:: Exercise requirements ::
I need every line that includes the word "house" copied from the material.

Given data: Begin

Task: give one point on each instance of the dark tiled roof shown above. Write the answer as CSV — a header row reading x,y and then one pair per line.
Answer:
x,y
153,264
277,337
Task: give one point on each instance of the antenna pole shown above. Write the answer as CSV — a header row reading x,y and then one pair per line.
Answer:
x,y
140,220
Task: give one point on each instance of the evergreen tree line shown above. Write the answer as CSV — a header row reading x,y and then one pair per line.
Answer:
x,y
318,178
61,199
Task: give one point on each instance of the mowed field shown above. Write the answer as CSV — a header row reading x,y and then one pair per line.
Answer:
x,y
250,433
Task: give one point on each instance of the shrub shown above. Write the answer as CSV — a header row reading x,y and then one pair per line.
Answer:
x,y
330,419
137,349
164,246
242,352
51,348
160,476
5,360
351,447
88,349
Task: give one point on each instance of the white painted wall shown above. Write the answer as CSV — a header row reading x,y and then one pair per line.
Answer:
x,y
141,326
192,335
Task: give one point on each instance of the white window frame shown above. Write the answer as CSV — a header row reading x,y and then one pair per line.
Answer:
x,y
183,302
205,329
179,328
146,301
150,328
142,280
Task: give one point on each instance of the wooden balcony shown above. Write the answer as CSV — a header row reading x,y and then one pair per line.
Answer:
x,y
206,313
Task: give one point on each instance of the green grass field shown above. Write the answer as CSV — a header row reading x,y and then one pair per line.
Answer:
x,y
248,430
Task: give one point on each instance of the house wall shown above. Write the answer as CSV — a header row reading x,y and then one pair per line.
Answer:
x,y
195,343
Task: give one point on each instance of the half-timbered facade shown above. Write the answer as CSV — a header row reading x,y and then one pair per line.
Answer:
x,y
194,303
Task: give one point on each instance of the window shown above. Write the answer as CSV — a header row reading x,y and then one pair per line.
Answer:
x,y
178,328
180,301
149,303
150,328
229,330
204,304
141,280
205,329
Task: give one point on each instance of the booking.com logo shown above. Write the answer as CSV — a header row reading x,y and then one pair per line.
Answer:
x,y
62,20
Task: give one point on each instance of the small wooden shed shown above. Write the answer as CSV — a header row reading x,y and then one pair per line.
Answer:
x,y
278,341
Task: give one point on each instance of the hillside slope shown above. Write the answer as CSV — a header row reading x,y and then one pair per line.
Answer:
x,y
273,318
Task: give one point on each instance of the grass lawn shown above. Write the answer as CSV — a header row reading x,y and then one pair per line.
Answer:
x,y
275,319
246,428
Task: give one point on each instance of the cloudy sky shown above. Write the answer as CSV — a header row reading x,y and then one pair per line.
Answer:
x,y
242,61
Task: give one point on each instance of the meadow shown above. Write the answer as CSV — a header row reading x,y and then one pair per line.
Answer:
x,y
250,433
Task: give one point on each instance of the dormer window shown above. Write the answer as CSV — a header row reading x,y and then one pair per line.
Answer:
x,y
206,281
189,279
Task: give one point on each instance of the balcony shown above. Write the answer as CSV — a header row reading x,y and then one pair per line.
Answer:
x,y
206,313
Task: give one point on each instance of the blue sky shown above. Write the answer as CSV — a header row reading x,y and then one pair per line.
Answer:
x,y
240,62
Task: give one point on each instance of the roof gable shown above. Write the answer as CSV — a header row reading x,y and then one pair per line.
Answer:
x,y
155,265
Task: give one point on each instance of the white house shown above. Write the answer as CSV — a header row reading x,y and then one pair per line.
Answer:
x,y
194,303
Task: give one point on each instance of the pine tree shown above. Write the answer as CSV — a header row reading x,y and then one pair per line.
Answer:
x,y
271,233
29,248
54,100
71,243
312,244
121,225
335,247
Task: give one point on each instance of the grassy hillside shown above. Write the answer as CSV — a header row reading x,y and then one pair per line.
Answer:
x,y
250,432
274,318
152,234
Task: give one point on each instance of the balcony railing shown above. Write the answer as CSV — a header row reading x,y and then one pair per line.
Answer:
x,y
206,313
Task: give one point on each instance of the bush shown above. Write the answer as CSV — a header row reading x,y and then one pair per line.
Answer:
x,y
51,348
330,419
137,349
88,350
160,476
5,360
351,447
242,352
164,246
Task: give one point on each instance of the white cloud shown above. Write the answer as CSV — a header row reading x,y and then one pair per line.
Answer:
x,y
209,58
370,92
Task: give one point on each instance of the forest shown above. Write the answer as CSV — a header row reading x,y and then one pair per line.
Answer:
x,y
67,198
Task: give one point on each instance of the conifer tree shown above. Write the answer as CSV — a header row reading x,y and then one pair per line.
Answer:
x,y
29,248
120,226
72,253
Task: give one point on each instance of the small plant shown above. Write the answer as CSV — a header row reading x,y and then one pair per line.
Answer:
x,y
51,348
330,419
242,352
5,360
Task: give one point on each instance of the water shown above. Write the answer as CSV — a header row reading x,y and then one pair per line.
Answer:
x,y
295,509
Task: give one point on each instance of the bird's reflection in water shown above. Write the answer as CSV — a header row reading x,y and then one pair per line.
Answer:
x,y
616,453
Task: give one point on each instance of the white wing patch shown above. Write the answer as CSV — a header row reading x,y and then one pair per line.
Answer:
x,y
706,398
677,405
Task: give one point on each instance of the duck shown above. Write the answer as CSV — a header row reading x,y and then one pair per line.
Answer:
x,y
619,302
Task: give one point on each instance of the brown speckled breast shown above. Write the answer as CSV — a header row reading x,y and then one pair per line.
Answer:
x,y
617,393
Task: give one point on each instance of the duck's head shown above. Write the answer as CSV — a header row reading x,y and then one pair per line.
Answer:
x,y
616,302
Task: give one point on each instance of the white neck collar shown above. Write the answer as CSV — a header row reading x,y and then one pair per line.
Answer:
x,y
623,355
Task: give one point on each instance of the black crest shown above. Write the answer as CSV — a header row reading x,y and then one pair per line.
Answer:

Given data: End

:: Your solution ::
Task: give one point on each instance of the house wall shown above. Write the answer as CSV — a header row reading x,y and then one pair per line.
Task: give one point on each instance of the white house shown above. Write the answer as CSV — a header row reading x,y and then one pair per line.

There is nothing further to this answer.